▶ **Brano da leggere**:

I personalismi aggressivi tornano sempre utili a chi governa

Elucubrazioni sul presente… L’imbattersi continuamente in “muri di gomma”, quando a domanda corrisponde costantemente il mutismo, viene da chiedersi: chi ci comanda? Questa non è una provocazione; forse si tratta di una disperata ricerca di certezze. Se di fatto siamo in mano a qualche troika, forse è bene saperlo. E se così fosse, sarebbe interessante capire quando è stato deciso e da chi…

Purtroppo le nostre convivenze stanno diventando sempre più autoritarie, e le nostre vecchie libertà sono sempre più in pericolo. Senza questa consapevolezza sarà difficile invertire la rotta. Mancano i leader; l’autorevolezza è latitante; i maestri sono pochi e poco ascoltati. Per ridare speranza bisogna avere un orizzonte alto, che vada oltre, capace di rendere densi i nostri giorni terreni, svincolandosi con uno strattone dal clima di umiliante provincialismo e di inconsistente pettegolezzo, che mortifica la comunità e fornisce cibo a corvi mai stanchi di sorvolare sul letamaio degli umani, dove l’intelligenza è in pericolo di morte.

▶ **Materiale fornito**:
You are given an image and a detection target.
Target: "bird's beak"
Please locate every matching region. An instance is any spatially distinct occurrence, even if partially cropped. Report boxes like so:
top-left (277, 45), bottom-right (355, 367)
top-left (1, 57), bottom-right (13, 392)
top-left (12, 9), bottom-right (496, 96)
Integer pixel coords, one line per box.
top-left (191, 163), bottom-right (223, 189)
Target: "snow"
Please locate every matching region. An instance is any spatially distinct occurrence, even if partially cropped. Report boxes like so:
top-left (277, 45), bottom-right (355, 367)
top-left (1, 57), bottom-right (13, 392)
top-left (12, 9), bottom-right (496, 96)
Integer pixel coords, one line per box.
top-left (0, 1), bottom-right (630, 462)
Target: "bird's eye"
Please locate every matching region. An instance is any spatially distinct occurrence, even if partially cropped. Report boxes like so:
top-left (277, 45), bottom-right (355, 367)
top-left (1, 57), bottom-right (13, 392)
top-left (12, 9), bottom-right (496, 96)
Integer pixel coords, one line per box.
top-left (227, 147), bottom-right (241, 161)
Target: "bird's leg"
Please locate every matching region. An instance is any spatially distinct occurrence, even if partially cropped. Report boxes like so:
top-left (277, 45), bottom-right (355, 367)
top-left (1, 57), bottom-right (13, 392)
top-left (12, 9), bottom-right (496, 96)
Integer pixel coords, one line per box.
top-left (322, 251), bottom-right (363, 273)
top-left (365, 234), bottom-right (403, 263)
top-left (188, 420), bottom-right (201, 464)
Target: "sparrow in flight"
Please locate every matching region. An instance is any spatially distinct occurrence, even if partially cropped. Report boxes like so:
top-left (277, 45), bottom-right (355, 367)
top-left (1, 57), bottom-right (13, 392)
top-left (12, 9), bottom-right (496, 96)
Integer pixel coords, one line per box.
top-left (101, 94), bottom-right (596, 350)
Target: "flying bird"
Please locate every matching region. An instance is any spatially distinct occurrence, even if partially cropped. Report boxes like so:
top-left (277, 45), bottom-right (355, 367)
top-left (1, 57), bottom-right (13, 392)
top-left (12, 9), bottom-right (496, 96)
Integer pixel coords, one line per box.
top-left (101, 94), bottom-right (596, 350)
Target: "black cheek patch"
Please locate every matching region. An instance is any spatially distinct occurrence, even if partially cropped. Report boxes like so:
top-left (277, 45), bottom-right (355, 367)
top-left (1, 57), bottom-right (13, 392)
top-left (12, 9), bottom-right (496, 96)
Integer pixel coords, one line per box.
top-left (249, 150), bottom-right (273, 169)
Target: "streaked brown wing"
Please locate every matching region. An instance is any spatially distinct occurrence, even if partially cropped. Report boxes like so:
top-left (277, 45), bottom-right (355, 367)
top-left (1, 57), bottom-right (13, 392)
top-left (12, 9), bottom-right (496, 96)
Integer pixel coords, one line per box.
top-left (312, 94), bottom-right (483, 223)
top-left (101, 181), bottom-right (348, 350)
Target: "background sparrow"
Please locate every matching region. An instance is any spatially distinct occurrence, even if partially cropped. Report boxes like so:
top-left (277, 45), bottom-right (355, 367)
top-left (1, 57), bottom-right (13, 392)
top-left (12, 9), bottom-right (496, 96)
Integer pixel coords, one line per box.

▶ **Compiti da svolgere**:
1) Trascriva fedelmente la parte del brano da leggere che comincia con "Purtroppo le nostre" e prosegue fino a "pericolo di morte.".
2) Risponda in breve alle seguenti domande sul brano da leggere.
(a) In che cosa ci si imbatte continuamente quando a una domanda corrisponde costantemente il mutismo?
(b) Come stanno diventando le nostre convivenze?
(c) Che cosa bisogna avere per ridare speranza?

▶ **Risposte**:
1)
Purtroppo le nostre convivenze stanno diventando sempre più autoritarie, e le nostre vecchie libertà sono sempre più in pericolo. Senza questa consapevolezza sarà difficile invertire la rotta. Mancano i leader; l’autorevolezza è latitante; i maestri sono pochi e poco ascoltati. Per ridare speranza bisogna avere un orizzonte alto, che vada oltre, capace di rendere densi i nostri giorni terreni, svincolandosi con uno strattone dal clima di umiliante provincialismo e di inconsistente pettegolezzo, che mortifica la comunità e fornisce cibo a corvi mai stanchi di sorvolare sul letamaio degli umani, dove l’intelligenza è in pericolo di morte.

2)
(a) In "muri di gomma".
(b) Sempre più autoritarie.
(c) Un orizzonte alto, che vada oltre.